* **Required work**
Go through the records and report each line in which the word "below" occurs.

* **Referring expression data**

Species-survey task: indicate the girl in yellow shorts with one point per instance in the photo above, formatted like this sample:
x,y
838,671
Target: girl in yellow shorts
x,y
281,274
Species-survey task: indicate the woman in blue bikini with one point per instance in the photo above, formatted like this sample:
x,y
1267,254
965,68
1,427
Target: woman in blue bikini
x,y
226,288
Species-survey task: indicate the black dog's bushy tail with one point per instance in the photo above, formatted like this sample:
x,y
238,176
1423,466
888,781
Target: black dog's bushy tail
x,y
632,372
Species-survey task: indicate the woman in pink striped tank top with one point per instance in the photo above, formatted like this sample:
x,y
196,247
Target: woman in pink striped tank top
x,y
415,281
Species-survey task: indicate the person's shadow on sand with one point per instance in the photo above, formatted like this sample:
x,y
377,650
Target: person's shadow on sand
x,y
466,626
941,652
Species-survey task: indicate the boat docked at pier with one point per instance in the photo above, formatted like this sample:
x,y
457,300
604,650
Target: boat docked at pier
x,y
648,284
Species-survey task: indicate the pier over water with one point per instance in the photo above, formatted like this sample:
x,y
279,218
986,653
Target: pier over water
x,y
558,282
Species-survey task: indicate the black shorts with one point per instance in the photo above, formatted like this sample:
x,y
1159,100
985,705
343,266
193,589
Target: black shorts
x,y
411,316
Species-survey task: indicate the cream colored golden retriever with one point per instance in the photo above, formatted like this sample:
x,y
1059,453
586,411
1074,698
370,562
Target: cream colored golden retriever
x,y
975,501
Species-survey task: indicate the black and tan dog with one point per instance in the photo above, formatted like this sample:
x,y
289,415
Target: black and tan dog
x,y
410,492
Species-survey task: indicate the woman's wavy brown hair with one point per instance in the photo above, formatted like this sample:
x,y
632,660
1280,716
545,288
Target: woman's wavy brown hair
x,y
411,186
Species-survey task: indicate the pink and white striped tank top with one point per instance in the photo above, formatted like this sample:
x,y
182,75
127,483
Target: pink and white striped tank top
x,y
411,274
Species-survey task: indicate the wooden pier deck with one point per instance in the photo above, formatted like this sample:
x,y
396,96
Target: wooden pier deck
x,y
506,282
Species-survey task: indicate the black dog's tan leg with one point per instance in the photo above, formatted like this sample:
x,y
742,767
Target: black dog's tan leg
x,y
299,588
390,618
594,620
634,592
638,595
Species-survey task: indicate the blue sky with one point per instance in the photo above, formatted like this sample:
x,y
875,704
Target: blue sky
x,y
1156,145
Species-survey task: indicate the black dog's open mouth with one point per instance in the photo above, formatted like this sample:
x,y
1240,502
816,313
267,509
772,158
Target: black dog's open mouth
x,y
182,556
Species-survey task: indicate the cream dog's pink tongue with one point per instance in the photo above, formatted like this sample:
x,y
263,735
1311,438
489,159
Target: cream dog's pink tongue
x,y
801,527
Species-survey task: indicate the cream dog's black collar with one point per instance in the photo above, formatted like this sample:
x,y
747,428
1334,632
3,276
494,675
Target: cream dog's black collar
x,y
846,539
...
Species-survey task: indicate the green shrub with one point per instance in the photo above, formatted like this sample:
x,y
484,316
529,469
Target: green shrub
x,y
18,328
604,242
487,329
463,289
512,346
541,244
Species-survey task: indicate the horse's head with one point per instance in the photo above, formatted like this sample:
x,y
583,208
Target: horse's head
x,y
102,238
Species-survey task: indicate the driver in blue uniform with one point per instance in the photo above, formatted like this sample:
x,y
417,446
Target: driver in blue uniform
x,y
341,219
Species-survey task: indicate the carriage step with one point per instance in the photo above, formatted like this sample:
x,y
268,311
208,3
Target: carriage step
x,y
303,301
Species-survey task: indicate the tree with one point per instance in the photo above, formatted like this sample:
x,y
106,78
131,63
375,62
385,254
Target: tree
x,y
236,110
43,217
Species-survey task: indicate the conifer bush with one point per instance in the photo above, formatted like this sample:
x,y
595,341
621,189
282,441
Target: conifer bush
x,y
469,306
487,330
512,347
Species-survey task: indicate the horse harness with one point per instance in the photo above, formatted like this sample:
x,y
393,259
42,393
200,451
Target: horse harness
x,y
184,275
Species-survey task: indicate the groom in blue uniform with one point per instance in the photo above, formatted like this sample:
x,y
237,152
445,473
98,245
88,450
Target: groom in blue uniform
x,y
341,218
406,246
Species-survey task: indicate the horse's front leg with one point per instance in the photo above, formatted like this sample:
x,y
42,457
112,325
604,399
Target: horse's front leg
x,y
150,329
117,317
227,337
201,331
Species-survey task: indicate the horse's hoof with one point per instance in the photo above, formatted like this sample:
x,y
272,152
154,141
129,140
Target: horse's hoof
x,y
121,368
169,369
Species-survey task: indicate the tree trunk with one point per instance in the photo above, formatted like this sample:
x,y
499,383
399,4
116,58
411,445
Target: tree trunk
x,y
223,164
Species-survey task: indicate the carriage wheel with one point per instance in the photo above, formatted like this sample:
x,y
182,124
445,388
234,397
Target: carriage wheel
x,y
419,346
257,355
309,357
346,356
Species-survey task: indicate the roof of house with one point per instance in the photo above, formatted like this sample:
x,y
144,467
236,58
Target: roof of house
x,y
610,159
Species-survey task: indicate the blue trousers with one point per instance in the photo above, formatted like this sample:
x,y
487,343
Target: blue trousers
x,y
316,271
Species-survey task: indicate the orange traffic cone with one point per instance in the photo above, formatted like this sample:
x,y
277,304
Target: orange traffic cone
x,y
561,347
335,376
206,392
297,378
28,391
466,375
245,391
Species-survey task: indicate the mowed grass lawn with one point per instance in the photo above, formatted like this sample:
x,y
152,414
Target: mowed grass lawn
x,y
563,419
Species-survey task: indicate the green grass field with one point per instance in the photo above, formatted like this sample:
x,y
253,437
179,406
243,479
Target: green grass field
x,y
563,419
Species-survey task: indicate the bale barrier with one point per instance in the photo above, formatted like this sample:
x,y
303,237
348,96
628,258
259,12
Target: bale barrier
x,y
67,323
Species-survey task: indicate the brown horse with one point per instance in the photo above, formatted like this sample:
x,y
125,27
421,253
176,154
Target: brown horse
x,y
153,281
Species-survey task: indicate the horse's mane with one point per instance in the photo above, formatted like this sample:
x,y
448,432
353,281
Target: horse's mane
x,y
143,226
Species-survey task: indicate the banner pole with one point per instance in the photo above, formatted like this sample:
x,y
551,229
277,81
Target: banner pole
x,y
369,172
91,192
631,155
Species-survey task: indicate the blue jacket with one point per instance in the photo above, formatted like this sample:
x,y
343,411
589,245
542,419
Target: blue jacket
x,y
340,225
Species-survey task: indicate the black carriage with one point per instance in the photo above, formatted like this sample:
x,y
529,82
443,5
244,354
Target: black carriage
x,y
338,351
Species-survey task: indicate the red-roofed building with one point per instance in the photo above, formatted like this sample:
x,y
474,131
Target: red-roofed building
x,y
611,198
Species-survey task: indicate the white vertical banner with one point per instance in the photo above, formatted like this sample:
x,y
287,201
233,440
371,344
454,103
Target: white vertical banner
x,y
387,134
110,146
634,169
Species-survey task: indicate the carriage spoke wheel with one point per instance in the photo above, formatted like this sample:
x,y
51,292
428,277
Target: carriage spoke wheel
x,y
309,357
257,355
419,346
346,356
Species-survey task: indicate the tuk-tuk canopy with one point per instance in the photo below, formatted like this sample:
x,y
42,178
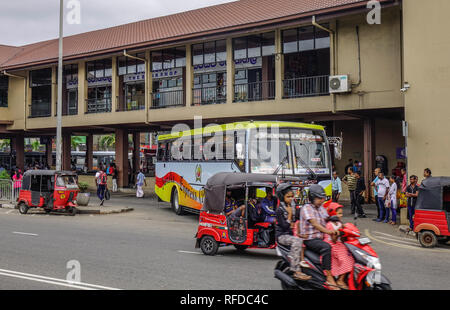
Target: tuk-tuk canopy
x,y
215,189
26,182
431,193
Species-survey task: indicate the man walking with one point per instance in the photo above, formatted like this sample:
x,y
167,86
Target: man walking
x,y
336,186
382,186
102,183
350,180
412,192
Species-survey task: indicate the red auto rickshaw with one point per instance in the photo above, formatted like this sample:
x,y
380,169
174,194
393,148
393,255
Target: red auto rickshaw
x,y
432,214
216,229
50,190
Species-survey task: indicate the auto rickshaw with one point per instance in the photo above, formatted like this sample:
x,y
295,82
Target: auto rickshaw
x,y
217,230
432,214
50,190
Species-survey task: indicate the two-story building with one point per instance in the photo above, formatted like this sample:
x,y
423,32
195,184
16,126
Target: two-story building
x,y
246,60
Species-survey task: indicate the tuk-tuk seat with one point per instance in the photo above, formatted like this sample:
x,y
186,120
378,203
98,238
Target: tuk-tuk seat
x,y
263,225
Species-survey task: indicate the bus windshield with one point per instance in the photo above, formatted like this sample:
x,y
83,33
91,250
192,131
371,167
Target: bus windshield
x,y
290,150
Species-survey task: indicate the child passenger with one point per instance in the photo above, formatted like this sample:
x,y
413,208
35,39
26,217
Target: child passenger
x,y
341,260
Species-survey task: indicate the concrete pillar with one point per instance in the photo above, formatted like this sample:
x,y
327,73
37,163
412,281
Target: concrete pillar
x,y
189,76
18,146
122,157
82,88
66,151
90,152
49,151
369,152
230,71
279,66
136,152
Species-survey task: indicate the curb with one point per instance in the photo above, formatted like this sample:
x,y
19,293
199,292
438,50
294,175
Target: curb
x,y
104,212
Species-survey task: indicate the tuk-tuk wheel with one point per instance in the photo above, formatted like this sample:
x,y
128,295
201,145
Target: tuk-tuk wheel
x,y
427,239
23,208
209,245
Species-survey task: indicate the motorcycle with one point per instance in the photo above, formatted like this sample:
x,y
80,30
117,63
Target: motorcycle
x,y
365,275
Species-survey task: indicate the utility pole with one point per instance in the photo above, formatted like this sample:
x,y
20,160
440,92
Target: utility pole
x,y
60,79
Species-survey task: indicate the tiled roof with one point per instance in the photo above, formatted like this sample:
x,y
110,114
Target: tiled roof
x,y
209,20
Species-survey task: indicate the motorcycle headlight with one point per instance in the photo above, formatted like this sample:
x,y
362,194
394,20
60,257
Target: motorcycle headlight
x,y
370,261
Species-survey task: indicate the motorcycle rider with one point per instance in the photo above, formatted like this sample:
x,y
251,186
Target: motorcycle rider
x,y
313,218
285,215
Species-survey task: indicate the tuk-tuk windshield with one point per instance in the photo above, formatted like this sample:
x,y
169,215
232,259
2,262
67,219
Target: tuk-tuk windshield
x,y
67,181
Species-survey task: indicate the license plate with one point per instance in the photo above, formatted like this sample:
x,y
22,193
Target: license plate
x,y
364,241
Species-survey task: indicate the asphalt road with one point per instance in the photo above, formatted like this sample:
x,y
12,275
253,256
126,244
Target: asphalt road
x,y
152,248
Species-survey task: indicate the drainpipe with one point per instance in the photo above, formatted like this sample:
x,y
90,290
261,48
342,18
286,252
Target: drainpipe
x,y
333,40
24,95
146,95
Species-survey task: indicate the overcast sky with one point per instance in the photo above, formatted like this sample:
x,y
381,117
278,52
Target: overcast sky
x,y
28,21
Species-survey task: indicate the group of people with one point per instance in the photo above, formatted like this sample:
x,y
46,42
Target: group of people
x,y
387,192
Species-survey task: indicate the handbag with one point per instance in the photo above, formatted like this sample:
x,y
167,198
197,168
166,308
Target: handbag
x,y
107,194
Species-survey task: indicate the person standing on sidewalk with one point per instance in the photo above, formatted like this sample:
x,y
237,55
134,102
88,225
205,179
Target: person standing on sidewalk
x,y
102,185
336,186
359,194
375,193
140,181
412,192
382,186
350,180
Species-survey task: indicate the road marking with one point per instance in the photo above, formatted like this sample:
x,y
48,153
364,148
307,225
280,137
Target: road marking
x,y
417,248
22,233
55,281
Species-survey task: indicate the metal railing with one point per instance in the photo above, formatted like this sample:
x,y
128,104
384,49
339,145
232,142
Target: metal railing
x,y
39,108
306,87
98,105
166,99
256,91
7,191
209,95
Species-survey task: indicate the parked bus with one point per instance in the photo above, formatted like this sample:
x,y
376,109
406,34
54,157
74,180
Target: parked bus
==
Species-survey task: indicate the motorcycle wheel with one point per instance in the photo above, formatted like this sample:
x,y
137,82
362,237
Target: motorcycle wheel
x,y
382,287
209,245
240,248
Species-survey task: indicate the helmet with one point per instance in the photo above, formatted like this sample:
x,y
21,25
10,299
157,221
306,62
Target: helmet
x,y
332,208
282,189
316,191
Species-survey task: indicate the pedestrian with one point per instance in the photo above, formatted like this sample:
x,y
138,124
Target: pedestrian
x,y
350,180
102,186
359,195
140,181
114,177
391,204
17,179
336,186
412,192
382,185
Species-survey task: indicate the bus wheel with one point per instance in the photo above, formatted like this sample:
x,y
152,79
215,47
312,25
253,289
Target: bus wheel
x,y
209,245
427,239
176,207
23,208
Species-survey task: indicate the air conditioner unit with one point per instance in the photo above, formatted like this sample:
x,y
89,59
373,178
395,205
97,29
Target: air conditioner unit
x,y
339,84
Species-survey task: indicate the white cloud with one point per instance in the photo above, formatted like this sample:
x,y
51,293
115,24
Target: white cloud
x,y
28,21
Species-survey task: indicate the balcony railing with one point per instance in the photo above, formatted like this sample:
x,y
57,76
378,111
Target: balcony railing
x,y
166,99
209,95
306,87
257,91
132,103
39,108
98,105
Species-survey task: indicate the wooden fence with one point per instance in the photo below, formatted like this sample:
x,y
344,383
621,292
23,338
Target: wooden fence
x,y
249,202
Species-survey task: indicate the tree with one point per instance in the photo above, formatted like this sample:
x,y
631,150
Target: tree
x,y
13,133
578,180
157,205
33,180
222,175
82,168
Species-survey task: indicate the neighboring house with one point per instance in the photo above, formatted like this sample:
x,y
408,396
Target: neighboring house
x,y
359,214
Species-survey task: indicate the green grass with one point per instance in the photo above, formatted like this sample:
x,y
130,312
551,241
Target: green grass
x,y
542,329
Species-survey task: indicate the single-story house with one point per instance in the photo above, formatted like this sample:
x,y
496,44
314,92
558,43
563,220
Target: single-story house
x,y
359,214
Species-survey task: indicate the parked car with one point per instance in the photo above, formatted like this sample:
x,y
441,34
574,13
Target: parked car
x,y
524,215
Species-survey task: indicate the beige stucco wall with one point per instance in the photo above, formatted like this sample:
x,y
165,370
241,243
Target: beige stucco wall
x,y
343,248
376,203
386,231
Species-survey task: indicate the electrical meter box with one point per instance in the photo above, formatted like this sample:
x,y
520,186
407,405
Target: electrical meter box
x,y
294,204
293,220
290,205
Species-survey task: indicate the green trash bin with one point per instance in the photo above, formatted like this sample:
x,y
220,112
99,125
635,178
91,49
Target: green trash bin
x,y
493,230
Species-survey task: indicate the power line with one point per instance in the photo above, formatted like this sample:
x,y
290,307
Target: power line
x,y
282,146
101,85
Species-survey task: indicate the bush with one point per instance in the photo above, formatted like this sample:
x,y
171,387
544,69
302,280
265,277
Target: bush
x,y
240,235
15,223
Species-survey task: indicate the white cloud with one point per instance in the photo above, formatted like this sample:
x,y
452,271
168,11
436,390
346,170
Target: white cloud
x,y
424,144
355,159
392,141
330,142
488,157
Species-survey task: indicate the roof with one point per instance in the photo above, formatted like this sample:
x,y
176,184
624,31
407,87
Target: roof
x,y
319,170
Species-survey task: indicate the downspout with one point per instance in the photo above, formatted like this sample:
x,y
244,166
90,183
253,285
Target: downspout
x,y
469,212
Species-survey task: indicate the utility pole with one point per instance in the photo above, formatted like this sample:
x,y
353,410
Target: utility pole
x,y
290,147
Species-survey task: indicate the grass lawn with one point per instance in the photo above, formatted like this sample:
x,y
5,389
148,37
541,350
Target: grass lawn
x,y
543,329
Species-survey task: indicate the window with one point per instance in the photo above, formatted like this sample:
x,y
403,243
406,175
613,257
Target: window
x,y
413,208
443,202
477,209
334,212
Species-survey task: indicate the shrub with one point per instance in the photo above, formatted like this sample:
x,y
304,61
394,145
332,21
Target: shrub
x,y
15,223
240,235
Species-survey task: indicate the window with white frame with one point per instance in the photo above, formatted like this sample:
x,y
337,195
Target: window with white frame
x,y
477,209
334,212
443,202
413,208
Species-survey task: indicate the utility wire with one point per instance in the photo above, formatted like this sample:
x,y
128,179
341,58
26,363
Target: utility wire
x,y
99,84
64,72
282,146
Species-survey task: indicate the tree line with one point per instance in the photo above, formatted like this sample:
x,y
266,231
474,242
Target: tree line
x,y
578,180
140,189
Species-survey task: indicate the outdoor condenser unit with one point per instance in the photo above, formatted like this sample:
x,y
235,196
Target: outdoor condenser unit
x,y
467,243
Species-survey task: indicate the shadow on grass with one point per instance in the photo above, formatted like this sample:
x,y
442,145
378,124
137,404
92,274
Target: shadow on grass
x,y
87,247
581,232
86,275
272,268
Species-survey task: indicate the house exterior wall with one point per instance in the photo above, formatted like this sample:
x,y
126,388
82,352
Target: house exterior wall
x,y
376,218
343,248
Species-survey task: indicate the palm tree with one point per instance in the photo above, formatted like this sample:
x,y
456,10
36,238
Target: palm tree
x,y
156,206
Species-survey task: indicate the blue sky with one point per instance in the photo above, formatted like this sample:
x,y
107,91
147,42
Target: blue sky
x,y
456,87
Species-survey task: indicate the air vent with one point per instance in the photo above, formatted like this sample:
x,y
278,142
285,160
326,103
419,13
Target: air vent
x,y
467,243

* **Solution for this problem**
Species-survey task: indicate the tuk-tuk canopy with one point per instance in the photo below, formatted like this sample:
Species-survey task: indicate the wooden fence with one point per instance in the photo below, formatted like this sample:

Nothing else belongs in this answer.